## TASK PROMPT
Copy each of the entries that follow line for line, reproducing every character without alteration.

## DATA RECORDS

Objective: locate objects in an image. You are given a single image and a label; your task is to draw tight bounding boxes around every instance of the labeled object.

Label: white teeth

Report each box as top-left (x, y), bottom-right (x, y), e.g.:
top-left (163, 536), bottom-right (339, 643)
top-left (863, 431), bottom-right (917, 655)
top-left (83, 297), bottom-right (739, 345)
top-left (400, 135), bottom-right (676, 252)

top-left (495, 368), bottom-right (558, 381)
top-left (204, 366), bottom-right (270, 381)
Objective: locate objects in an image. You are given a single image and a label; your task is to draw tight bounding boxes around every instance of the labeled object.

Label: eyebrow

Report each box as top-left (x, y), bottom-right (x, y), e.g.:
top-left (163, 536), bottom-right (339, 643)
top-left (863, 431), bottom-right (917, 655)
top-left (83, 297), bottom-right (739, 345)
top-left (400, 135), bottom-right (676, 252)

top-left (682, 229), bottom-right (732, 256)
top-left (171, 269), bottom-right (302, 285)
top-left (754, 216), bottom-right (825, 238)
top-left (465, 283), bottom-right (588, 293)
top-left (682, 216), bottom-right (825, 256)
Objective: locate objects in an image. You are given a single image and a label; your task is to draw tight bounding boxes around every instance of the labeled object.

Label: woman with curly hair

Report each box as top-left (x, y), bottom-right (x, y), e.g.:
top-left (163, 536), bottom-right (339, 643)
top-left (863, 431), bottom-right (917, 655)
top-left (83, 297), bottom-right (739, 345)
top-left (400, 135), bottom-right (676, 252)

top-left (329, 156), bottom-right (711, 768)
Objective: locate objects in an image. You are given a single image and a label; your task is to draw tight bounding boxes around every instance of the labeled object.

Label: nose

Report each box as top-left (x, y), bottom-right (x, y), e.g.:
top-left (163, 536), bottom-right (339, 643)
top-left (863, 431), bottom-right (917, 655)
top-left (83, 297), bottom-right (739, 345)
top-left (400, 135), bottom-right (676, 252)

## RESPONSE FOR THIS EXERCISE
Objective: locate objects in an image. You are given a single image and a label; your task is to draw tight bounding boxes around every instance of the labeled object.

Label: white teeth

Report each box as top-left (x, y), bottom-right (x, y), e.g.:
top-left (163, 536), bottom-right (339, 643)
top-left (863, 431), bottom-right (917, 655)
top-left (83, 297), bottom-right (739, 345)
top-left (400, 135), bottom-right (676, 252)

top-left (495, 368), bottom-right (558, 381)
top-left (204, 366), bottom-right (270, 381)
Objective: locate objects in an image. You are given a single image and a label; your task is to draw tight bounding boxes around every instance of the labeled object.

Label: eyebrow

Report each box as top-left (x, y), bottom-right (x, y), e.g.:
top-left (163, 536), bottom-right (339, 643)
top-left (863, 431), bottom-right (917, 655)
top-left (83, 297), bottom-right (739, 345)
top-left (400, 135), bottom-right (676, 252)

top-left (682, 229), bottom-right (732, 256)
top-left (171, 269), bottom-right (302, 285)
top-left (754, 216), bottom-right (825, 238)
top-left (465, 283), bottom-right (588, 293)
top-left (682, 216), bottom-right (825, 256)
Objective: locate objects in an image. You are given a single image and a label; your task is to draw tight bounding boxes around every instance of the labeled object.

Label: woman with curly hair

Report each box as top-left (x, y), bottom-right (x, y), e.g.:
top-left (163, 536), bottom-right (339, 643)
top-left (863, 431), bottom-right (917, 655)
top-left (83, 297), bottom-right (739, 345)
top-left (400, 135), bottom-right (676, 252)

top-left (329, 156), bottom-right (711, 768)
Objective: locate objects in an image. You are given a single image and a label; your task is to draw tight bounding boxes around every instance of the labeled object.

Label: nose

Report each box as top-left (x, y), bottom-right (x, y), e.g.:
top-left (163, 536), bottom-right (339, 643)
top-left (863, 431), bottom-right (917, 655)
top-left (83, 297), bottom-right (739, 345)
top-left (400, 135), bottom-right (676, 252)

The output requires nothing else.